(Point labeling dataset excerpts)
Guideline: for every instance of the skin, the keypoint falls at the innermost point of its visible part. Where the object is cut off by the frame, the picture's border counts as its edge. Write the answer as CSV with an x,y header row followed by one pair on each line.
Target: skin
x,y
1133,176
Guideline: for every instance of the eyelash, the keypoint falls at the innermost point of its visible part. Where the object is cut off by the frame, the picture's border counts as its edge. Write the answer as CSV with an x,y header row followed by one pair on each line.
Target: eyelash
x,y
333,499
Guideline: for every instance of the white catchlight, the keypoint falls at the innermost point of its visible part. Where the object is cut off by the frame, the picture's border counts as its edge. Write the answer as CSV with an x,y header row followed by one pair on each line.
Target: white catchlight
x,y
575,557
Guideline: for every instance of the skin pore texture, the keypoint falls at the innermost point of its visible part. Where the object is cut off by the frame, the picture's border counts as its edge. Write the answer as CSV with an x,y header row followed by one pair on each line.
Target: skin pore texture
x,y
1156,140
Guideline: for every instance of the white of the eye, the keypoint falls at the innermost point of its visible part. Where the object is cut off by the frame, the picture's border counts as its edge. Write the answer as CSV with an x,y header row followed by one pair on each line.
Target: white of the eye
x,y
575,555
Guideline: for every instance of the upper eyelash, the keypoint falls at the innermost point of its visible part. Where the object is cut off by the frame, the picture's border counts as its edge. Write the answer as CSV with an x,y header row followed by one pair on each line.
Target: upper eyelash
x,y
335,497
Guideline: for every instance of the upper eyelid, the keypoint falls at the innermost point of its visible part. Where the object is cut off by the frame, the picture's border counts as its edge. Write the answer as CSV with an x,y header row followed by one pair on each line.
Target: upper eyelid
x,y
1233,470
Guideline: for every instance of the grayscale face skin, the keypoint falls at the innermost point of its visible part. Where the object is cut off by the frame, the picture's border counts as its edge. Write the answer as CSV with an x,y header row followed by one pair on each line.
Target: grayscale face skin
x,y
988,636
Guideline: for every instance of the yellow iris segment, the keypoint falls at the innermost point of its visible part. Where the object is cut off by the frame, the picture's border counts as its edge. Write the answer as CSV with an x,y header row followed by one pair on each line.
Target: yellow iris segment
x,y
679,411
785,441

▸ Written problem:
Keep only the lines from the one containing "Guideline: for every instance of the white catchlight, the" to the end of the entries, and repeat them exactly.

▸ Exercise answer:
Guideline: for every instance of the white catchlight, the keypoint falls at the innermost point of its visible part. Where the object is cut off by the frame, the picture's border counts as its edge. Write the answer as CSV with an x,y header row followed by one pair on each line.
Target: white catchlight
x,y
575,557
Guideline: for every instance of the skin pore texture, the keypoint falls at the innermost point of its visible part. Where the object is cut off by the frame, the picture's border counts as its edge. Write the answer as CSV with an x,y header row followed by one pair on each line.
Target: skin pore texture
x,y
1156,140
Guideline: for every instance of the white of the eye, the keypoint falls at the innermost point of its visible part. Where the object is cut off by the frame, the picture's border counts as its edge. Write the answer as CSV with an x,y header row followed by one pair on each line.
Target: white of the eye
x,y
575,555
Guideline: for every instance of the upper eyelash, the keypoint falls at the innermost point of its visible part. Where the object is cut off by the frame, the picture's border counts as its edge. Write the answer as CSV with an x,y header row followed by one pair on each line.
Target: upper eyelash
x,y
335,497
Guideline: for every instance of the upper eyelid, the keypoint falls at the innermost point of its visible part. Where the object is cut off by the frame, the picture's border counts as its edge. Write the answer as CSV with an x,y header row followed by one pair on each line.
Target: upper eyelid
x,y
1233,470
Guideline: for every instance of the grayscale face skin, the keypoint falls at the innermost point of its visible part. Where the object is cut off by the frame, the picture's border counts as its edge. Write the answer as CSV with an x,y header row followed by one pair on each line.
Target: grayscale face skin
x,y
988,636
Guideline: for every instance of the yellow iris segment, the keypoint falls at the innermost point of its visible part. Where the object is cut off by the frame, the picture's border counts as its edge. Write the answer as CSV with an x,y header row followed by one pair on each line.
Target: yellow iris segment
x,y
679,411
785,441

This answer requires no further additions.